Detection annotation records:

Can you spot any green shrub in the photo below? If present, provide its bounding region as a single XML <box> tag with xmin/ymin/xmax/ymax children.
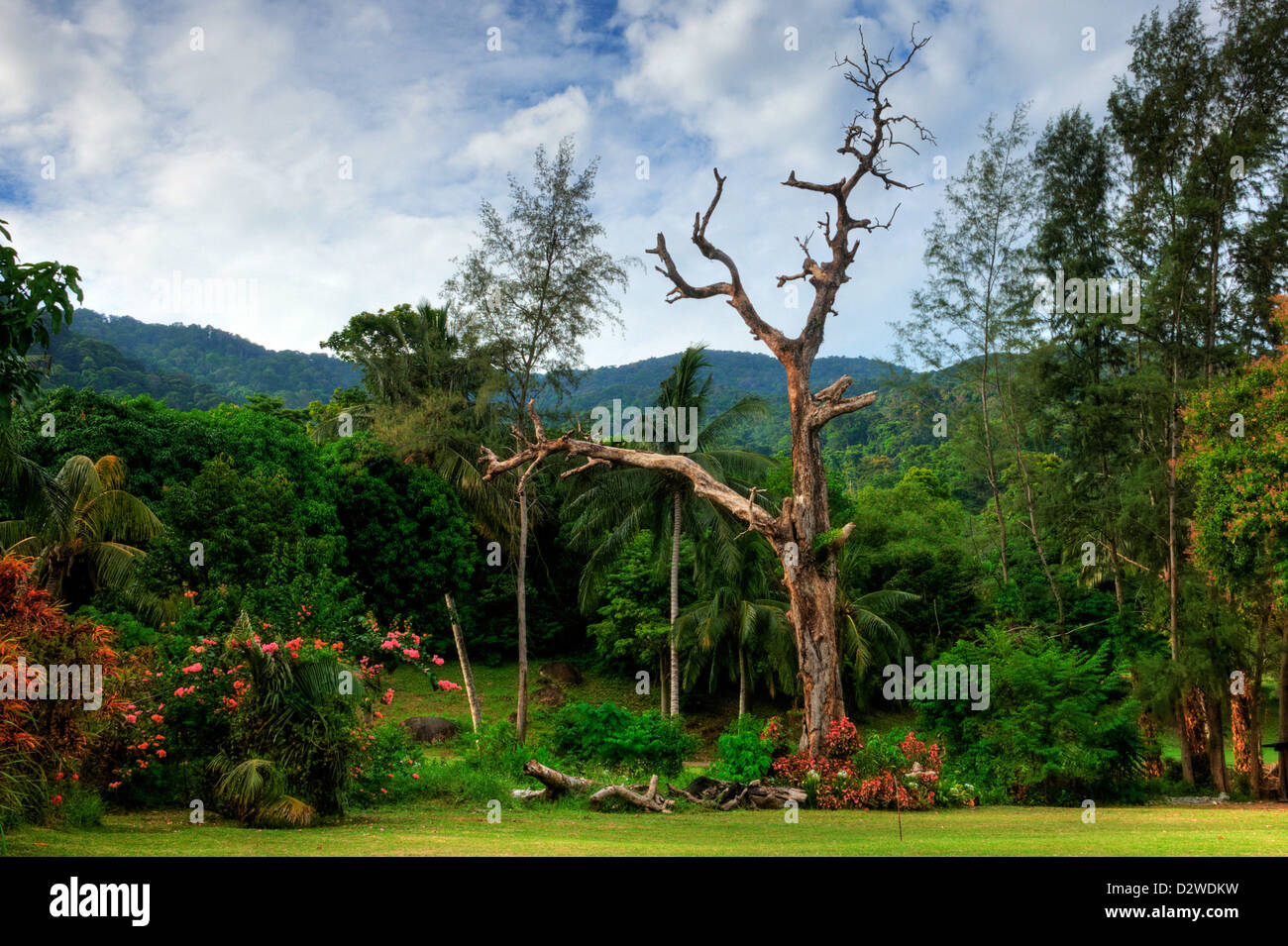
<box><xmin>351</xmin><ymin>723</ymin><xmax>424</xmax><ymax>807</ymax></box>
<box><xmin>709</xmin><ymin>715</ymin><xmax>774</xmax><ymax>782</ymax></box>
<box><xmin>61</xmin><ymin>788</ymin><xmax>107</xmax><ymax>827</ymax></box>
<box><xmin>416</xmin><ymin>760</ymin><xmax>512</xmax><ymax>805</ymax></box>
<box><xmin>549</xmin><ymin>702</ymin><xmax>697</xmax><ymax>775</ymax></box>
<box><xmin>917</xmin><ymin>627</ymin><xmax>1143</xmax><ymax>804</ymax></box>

---

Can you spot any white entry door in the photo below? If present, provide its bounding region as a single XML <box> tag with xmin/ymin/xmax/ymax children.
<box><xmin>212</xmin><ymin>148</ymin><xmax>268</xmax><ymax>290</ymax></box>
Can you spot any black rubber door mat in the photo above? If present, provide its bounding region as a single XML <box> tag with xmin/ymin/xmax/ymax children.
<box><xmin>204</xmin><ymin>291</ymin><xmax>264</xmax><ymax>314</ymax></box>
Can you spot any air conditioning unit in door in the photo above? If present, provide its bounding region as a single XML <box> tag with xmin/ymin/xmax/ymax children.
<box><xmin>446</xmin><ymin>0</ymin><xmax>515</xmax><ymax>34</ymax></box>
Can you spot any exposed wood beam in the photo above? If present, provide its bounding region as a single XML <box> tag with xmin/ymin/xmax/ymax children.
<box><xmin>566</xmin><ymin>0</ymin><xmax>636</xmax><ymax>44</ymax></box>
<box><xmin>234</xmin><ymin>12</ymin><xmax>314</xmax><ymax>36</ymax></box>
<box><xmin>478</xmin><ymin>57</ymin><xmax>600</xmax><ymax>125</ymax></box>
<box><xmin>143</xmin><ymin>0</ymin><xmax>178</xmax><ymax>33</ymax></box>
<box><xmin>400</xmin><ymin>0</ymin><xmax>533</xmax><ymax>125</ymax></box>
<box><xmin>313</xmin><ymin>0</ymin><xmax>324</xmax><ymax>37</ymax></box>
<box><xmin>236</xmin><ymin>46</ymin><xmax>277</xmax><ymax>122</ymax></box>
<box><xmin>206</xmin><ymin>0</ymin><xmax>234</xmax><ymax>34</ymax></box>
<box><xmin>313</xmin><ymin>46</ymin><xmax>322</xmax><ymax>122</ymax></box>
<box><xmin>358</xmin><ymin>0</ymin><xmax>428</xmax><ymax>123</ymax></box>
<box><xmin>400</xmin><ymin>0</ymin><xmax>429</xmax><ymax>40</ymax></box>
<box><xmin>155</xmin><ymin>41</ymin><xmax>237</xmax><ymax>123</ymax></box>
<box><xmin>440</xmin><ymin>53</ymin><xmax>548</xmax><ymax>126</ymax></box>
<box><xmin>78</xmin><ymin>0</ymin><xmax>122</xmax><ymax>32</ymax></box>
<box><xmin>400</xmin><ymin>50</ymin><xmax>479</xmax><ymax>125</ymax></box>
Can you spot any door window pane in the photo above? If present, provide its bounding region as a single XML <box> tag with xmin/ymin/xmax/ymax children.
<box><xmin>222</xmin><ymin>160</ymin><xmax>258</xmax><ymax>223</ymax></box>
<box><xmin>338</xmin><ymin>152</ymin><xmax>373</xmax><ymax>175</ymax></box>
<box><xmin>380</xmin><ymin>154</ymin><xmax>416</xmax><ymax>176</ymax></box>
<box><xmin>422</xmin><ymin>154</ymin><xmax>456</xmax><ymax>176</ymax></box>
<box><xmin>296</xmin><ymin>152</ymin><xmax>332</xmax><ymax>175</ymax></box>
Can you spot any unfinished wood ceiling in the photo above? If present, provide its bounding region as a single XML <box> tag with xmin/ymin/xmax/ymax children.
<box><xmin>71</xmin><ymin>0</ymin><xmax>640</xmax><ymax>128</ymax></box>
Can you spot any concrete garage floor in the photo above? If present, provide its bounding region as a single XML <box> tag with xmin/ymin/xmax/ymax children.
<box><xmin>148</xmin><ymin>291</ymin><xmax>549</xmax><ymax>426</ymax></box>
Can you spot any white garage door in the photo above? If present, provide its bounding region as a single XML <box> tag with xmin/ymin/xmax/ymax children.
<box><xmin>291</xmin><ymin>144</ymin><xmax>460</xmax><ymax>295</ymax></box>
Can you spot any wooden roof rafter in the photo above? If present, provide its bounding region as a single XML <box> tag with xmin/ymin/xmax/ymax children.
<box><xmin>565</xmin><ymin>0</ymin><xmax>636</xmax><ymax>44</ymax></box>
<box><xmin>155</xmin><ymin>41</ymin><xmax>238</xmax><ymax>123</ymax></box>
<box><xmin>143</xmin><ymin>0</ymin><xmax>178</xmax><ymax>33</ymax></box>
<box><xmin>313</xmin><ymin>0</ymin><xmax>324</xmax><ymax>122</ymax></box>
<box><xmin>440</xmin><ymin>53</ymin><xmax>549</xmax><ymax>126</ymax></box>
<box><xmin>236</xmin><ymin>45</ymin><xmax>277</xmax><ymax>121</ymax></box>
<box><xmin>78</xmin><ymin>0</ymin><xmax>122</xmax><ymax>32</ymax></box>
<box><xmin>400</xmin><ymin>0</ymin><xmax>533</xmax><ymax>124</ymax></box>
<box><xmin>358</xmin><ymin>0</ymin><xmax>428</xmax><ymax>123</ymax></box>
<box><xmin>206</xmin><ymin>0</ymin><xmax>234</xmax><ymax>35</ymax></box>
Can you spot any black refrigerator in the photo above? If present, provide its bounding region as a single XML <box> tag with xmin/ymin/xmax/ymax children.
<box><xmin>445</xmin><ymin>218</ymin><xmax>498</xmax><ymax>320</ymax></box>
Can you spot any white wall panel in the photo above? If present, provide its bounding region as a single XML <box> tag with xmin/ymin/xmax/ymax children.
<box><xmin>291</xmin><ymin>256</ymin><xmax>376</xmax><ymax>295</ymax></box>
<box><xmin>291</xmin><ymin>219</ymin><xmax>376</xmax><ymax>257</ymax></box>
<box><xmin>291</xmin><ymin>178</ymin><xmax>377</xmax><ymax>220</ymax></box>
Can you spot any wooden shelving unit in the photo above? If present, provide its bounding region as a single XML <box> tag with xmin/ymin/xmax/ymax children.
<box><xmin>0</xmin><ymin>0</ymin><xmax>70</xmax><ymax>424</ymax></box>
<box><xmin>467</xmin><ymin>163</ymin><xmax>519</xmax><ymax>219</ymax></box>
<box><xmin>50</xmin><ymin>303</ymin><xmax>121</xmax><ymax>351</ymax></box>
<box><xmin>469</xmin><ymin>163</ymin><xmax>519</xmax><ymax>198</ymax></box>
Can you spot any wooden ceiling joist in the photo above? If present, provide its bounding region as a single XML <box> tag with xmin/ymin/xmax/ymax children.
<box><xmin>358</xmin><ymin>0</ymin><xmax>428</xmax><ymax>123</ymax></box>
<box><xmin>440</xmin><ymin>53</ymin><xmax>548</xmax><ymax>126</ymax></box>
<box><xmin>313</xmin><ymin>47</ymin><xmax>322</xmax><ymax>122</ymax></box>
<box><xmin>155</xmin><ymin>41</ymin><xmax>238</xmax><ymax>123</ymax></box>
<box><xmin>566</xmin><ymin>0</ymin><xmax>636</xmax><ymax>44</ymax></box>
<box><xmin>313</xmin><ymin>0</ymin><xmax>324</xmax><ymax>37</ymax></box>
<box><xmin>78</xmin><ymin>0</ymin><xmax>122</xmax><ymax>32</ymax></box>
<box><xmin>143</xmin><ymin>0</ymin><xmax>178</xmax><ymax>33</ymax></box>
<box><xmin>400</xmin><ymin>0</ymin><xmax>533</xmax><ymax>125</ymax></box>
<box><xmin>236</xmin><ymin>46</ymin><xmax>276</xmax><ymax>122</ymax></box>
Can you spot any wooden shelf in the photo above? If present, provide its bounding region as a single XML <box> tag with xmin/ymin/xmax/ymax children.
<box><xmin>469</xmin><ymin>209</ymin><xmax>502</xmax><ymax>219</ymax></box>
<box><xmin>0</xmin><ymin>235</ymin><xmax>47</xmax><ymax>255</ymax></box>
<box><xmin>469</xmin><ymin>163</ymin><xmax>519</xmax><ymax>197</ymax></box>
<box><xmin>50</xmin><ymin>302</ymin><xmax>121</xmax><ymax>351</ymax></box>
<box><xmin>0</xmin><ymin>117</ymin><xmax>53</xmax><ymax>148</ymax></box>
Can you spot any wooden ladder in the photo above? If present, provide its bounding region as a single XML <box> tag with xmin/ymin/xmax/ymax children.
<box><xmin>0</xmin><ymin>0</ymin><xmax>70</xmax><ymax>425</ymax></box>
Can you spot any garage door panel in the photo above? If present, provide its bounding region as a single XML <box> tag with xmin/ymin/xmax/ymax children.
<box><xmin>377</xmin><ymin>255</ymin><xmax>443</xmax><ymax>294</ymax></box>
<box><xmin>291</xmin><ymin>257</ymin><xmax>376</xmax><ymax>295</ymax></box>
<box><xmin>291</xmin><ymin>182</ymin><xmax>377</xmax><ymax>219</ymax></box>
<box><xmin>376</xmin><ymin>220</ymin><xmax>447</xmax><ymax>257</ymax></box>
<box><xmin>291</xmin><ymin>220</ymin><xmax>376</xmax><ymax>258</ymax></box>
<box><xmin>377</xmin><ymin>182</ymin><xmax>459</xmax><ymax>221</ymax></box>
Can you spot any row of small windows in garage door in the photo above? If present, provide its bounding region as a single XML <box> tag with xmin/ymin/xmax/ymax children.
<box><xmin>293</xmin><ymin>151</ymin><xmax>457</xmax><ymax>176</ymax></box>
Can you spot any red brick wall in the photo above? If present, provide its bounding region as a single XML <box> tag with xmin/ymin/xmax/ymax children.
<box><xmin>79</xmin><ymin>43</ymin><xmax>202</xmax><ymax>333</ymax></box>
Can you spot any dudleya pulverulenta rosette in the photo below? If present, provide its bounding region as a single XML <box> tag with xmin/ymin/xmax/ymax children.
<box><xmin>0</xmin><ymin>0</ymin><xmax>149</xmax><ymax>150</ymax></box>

◆ **Short problem**: Pick out every line in the records that contains the word "black", and copy each one.

◆ **Exercise result**:
Can you spot any black rubber door mat in the photo above? If present, provide its bounding region as a single XML <box> tag with xmin/ymin/xmax/ymax children.
Can you spot any black refrigerator in the photo above? If present, provide its bounding region as a single XML <box> tag with xmin/ymin/xmax/ymax children.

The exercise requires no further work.